▶ _Your instructions_: Starting at the line that contains "[trace] every instance of the shadow on grass" and ending at the line that contains "162), (241, 163)]", arrange those lines as a JSON list of strings with one string per line. Leave out blank lines and include nothing outside that span.

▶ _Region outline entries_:

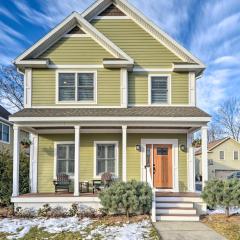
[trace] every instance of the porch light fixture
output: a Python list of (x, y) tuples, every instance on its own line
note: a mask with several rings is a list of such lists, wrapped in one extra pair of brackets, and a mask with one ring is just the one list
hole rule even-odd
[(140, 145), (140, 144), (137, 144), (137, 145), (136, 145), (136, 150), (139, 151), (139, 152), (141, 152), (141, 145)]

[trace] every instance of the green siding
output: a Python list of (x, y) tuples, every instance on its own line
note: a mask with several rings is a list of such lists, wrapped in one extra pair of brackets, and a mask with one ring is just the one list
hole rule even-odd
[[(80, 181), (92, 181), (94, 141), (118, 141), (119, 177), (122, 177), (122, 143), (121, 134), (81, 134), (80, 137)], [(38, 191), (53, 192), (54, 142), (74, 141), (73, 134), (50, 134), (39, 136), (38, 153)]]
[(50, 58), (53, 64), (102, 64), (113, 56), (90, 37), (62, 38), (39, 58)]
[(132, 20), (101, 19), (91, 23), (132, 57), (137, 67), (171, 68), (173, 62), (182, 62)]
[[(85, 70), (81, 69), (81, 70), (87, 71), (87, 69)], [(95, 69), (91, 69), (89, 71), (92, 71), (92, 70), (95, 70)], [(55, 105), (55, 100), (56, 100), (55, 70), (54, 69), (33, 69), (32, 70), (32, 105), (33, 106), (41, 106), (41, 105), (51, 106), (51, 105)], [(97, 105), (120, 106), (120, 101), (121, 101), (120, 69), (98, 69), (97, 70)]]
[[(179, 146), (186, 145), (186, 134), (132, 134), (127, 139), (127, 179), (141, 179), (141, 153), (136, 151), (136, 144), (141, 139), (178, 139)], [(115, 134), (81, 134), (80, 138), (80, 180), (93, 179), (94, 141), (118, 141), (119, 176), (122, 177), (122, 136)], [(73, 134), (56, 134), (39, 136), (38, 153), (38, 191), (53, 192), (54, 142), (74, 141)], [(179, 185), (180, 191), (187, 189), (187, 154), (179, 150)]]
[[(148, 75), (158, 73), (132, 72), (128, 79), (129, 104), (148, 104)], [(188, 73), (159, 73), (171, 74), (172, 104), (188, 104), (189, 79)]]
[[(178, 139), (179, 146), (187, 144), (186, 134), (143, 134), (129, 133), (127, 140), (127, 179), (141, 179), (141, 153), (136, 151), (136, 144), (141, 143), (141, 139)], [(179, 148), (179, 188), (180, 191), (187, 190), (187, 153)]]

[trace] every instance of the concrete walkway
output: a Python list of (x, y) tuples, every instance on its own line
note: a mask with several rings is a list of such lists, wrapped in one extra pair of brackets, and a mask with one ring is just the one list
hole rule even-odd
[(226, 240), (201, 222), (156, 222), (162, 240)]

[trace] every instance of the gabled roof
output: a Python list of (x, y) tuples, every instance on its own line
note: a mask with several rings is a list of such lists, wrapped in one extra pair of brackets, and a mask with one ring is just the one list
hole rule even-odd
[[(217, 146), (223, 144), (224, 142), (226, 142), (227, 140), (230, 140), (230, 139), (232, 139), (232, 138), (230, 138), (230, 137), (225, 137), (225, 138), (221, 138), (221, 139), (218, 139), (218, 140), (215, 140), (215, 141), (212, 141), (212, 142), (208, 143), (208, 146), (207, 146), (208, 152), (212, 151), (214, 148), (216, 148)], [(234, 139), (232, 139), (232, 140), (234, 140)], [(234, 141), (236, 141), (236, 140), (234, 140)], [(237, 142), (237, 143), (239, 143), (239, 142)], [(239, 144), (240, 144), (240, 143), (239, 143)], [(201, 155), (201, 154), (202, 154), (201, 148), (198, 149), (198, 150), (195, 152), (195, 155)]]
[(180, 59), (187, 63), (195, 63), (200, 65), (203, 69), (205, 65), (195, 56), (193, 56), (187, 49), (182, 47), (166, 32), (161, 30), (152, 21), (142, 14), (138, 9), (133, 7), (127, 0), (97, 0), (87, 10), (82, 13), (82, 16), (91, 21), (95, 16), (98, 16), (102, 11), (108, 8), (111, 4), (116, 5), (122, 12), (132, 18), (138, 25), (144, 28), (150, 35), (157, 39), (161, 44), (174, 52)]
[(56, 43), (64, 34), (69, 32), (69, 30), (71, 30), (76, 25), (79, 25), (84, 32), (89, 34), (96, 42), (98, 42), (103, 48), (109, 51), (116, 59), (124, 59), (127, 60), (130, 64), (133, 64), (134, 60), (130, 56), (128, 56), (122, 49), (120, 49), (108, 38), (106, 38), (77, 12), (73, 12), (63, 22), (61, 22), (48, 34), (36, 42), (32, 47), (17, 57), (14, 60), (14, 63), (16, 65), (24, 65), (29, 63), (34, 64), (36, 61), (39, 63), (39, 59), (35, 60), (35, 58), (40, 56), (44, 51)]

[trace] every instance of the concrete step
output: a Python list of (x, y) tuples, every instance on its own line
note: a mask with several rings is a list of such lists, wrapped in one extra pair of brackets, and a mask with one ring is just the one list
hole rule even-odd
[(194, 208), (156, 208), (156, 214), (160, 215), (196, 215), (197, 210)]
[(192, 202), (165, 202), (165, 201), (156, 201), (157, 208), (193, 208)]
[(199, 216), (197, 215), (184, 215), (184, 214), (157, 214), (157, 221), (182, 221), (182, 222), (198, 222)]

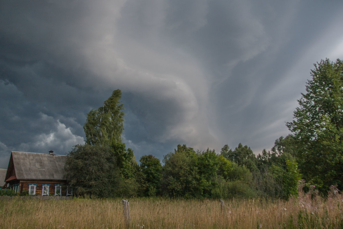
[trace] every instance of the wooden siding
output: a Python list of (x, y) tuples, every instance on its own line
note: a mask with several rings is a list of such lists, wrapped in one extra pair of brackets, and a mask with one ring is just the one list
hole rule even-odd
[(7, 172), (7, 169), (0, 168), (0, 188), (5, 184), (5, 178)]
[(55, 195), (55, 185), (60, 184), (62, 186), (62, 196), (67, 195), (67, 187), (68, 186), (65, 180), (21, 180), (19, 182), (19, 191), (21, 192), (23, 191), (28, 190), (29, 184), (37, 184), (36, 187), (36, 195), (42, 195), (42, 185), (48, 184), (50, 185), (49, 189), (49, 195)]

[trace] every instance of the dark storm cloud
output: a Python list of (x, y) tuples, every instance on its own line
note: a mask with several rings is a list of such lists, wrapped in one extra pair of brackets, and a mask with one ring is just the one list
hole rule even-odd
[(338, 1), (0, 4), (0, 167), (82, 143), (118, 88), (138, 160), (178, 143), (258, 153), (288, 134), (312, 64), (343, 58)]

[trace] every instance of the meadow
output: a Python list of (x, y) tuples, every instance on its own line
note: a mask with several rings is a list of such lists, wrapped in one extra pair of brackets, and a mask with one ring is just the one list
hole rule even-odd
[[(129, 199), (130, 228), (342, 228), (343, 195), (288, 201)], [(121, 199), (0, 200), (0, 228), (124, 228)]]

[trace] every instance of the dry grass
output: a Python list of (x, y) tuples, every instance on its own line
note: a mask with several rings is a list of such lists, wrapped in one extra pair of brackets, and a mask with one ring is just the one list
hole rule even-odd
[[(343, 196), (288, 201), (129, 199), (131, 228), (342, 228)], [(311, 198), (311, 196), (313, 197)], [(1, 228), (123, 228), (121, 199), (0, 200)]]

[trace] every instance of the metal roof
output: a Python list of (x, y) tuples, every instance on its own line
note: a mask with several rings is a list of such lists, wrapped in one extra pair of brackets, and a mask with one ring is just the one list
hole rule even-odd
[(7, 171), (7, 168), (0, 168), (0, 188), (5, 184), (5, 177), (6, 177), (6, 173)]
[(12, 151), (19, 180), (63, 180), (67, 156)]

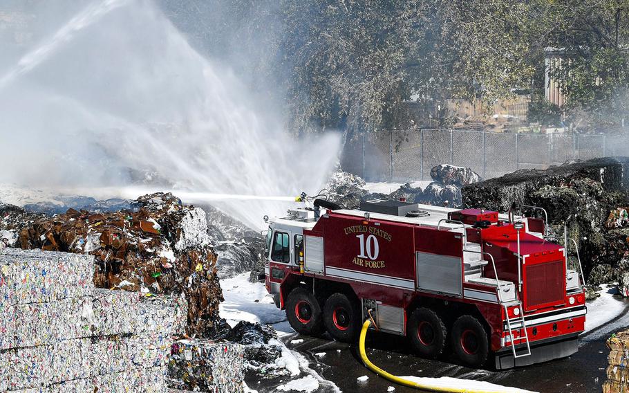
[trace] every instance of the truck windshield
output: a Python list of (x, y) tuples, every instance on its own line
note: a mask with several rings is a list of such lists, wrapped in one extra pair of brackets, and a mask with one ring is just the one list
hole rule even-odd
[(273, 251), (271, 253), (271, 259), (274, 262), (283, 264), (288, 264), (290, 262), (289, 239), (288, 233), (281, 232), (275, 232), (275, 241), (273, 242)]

--

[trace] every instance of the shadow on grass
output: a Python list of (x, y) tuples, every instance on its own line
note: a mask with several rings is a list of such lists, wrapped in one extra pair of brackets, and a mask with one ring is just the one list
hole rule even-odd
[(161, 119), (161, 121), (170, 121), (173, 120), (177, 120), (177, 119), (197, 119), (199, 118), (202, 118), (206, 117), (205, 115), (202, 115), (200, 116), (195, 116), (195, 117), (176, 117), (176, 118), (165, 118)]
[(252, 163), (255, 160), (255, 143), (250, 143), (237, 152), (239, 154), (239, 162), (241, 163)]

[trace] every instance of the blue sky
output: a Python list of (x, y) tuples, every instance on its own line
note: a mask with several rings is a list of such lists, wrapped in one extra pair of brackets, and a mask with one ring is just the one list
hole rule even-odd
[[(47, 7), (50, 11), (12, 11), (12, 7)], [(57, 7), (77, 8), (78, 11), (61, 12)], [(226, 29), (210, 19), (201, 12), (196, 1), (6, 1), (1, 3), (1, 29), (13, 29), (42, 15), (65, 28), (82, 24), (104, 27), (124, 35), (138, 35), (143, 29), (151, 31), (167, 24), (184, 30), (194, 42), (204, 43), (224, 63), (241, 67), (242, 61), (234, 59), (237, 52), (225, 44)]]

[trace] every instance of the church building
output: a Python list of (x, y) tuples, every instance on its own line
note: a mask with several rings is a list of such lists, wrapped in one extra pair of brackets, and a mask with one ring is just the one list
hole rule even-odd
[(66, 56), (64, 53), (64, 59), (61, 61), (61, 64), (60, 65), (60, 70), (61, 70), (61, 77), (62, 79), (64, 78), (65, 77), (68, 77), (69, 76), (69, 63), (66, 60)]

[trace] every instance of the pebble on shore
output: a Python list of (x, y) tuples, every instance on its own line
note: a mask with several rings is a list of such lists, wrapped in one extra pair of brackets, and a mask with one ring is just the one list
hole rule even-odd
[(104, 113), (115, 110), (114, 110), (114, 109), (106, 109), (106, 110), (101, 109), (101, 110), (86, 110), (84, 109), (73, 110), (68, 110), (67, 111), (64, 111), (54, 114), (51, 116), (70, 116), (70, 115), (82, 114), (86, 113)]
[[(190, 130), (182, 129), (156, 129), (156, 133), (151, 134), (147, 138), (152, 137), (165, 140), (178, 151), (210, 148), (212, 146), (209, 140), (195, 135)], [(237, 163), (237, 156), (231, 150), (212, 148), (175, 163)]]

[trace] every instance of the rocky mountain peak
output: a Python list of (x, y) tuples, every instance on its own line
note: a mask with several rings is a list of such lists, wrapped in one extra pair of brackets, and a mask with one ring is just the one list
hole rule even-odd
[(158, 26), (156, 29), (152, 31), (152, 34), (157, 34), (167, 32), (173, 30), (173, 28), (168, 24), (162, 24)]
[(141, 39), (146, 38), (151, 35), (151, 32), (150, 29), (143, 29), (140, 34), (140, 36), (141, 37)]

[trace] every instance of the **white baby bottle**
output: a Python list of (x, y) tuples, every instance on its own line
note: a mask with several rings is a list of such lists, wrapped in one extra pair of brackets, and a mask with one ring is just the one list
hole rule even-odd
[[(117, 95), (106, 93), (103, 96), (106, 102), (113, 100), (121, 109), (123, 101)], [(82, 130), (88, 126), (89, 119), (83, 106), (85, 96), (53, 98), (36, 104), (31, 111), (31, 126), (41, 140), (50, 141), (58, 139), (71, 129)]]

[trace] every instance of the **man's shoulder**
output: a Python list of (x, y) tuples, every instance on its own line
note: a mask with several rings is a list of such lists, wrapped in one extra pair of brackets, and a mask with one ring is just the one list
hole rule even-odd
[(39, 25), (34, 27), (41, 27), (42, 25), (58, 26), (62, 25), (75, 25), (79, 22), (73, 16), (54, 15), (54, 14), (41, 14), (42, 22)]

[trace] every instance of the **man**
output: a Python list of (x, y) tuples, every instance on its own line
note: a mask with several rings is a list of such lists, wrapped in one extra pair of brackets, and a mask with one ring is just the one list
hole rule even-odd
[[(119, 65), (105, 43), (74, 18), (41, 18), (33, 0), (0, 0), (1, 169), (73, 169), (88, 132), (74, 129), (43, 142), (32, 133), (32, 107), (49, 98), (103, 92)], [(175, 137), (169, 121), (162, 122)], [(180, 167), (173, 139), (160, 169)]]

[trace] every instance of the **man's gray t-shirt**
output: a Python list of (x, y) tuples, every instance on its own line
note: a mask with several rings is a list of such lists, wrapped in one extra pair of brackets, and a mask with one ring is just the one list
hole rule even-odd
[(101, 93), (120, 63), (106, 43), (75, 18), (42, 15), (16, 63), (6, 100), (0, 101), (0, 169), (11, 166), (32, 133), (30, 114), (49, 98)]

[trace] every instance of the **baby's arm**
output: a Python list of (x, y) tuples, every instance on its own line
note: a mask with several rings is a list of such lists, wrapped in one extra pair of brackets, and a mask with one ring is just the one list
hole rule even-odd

▶ _Response_:
[
  "[trace] every instance of the shadow on grass",
  "output: a Python list of (x, y) tuples, every instance on its own line",
  "note: a mask with several rings is a list of such lists, wrapped in one extra pair of brackets, and a mask with one ring is just the one list",
  "hole rule even-odd",
  "[(161, 119), (161, 121), (170, 121), (173, 120), (177, 120), (177, 119), (197, 119), (199, 118), (202, 118), (206, 117), (205, 115), (202, 115), (200, 116), (195, 116), (195, 117), (176, 117), (176, 118), (165, 118)]",
  "[(252, 163), (255, 160), (255, 143), (250, 143), (237, 152), (239, 154), (239, 162), (241, 163)]"
]